(Provided entries)

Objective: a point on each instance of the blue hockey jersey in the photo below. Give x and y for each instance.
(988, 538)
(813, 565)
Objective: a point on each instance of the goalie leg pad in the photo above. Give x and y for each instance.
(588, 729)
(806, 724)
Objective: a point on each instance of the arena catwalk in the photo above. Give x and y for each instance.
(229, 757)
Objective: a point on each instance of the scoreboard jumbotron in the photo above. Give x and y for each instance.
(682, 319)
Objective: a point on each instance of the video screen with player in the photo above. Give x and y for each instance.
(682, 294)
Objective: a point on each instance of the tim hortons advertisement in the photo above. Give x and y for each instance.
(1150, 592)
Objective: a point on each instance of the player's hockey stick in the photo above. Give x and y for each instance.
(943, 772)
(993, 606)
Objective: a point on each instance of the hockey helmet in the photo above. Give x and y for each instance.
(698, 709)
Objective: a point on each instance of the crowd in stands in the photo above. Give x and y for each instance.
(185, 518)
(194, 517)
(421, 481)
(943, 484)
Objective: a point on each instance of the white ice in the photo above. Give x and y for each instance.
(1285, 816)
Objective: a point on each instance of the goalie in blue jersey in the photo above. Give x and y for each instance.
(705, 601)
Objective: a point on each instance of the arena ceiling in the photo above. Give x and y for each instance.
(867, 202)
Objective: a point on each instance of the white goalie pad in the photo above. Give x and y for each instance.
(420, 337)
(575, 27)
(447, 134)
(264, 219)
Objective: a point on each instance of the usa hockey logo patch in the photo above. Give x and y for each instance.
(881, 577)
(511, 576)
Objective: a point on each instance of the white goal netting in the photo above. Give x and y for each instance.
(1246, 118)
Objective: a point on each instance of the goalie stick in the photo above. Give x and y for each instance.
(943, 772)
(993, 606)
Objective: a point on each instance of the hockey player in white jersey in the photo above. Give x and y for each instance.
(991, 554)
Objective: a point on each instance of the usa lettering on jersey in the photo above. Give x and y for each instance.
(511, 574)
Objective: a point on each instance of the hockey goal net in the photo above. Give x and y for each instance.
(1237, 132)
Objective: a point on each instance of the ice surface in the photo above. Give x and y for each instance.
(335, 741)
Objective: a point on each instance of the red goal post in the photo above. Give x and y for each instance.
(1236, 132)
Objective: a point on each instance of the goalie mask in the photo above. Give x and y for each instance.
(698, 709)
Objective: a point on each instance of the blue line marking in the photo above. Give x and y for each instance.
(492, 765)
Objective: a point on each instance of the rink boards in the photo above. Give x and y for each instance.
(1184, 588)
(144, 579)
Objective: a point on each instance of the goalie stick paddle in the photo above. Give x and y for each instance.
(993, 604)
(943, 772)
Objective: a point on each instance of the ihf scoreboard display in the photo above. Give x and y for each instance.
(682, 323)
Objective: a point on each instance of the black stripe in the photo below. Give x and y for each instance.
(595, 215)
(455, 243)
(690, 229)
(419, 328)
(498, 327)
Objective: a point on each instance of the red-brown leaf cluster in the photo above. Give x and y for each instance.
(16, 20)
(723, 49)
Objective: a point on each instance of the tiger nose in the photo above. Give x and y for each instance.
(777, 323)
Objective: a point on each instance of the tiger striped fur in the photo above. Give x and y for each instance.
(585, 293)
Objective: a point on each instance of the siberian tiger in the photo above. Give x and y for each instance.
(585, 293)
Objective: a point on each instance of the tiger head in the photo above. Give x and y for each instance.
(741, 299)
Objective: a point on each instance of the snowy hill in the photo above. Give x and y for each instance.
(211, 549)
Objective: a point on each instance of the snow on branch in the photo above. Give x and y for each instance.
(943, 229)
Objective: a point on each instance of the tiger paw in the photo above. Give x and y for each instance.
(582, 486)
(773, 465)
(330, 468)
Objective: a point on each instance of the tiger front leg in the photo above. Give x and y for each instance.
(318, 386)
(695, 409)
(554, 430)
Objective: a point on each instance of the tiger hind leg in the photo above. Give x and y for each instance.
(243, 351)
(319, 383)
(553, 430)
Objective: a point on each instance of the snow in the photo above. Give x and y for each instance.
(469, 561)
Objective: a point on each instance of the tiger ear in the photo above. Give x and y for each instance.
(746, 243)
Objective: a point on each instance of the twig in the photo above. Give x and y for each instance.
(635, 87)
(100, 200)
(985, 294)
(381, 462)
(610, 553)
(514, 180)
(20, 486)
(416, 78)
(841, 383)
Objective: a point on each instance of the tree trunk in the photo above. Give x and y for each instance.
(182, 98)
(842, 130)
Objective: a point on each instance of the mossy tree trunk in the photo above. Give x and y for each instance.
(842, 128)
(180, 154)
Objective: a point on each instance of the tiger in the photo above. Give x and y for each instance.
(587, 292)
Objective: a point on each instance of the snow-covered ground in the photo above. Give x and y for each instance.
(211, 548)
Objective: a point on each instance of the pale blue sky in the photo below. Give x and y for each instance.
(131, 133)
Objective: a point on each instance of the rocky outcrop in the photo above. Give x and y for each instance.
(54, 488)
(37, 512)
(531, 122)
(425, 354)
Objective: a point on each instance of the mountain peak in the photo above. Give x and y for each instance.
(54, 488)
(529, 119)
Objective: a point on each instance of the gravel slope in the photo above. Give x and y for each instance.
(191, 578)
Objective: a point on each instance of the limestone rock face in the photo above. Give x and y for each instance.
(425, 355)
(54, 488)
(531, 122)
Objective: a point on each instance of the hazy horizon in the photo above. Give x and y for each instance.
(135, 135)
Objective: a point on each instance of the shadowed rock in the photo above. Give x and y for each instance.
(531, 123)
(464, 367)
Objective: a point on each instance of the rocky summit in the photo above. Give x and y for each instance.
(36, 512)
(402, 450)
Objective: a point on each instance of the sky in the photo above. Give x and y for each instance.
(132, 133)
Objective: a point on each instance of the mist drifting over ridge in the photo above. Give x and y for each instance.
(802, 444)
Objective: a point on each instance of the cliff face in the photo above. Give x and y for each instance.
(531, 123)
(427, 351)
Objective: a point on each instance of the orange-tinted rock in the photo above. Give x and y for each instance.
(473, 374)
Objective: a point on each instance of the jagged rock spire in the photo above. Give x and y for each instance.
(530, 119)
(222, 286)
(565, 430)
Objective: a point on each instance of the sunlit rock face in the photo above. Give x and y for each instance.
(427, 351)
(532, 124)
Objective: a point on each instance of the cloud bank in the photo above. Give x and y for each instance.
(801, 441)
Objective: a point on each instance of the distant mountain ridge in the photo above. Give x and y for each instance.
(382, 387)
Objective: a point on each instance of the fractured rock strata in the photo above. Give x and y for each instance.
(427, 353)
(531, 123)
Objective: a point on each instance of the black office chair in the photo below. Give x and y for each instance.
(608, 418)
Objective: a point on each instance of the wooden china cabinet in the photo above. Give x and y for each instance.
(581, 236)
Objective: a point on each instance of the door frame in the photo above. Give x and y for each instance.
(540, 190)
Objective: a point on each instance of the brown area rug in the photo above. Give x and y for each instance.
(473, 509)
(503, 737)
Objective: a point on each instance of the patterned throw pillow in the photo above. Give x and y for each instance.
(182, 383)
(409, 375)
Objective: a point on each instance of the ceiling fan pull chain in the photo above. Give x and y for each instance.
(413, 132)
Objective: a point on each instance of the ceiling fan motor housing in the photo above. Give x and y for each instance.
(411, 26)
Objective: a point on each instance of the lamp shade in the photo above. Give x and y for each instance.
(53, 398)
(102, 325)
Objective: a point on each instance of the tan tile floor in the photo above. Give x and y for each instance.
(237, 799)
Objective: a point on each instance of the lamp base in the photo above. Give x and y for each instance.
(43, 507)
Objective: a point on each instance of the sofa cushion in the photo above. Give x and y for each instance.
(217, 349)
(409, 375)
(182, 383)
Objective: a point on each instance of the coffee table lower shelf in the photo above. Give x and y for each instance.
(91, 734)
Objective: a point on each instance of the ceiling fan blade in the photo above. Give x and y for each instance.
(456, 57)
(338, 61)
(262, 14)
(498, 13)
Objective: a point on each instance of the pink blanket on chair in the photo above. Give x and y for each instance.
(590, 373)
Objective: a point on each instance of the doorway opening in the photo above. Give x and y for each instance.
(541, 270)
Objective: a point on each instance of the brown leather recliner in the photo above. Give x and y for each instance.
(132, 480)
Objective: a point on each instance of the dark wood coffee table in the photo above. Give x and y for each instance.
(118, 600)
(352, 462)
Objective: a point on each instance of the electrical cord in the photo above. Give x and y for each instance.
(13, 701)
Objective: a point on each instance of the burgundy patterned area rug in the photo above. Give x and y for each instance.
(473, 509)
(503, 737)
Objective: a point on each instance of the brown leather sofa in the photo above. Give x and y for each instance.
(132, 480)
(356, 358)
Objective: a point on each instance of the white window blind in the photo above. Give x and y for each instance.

(End Provided entries)

### Work instruction
Word for word, repeat the lines from the one holding "Objective: a point on each instance of the pink" through the last line of the entries, both included.

### Result of the exercise
Objective: a point on each instance of the pink blanket on chair in the photo above. Give x and y for each instance.
(590, 373)
Objective: a point on each instance of the doorway opening in the photo above. Give x and y for each instance.
(541, 270)
Objective: a point on each instance of the brown leather recliner in the photo above. Give x and y for each instance.
(132, 480)
Objective: a point on each instance of the dark wood coffee table in the photo above. Give x and y for each instance.
(118, 600)
(352, 462)
Objective: a point on each instance of the electrical cord in the photo above. Give x and y for each instance.
(13, 701)
Objective: a point on each instance of the burgundy patterned area rug in the photo above. Give x and y for each instance.
(473, 509)
(503, 737)
Objective: a point on each instance of the brown leather sofa in the photo above. Give x and y for each instance.
(132, 480)
(356, 358)
Objective: a point on each instance of the white window blind in the photo above. Give x and y for each instance.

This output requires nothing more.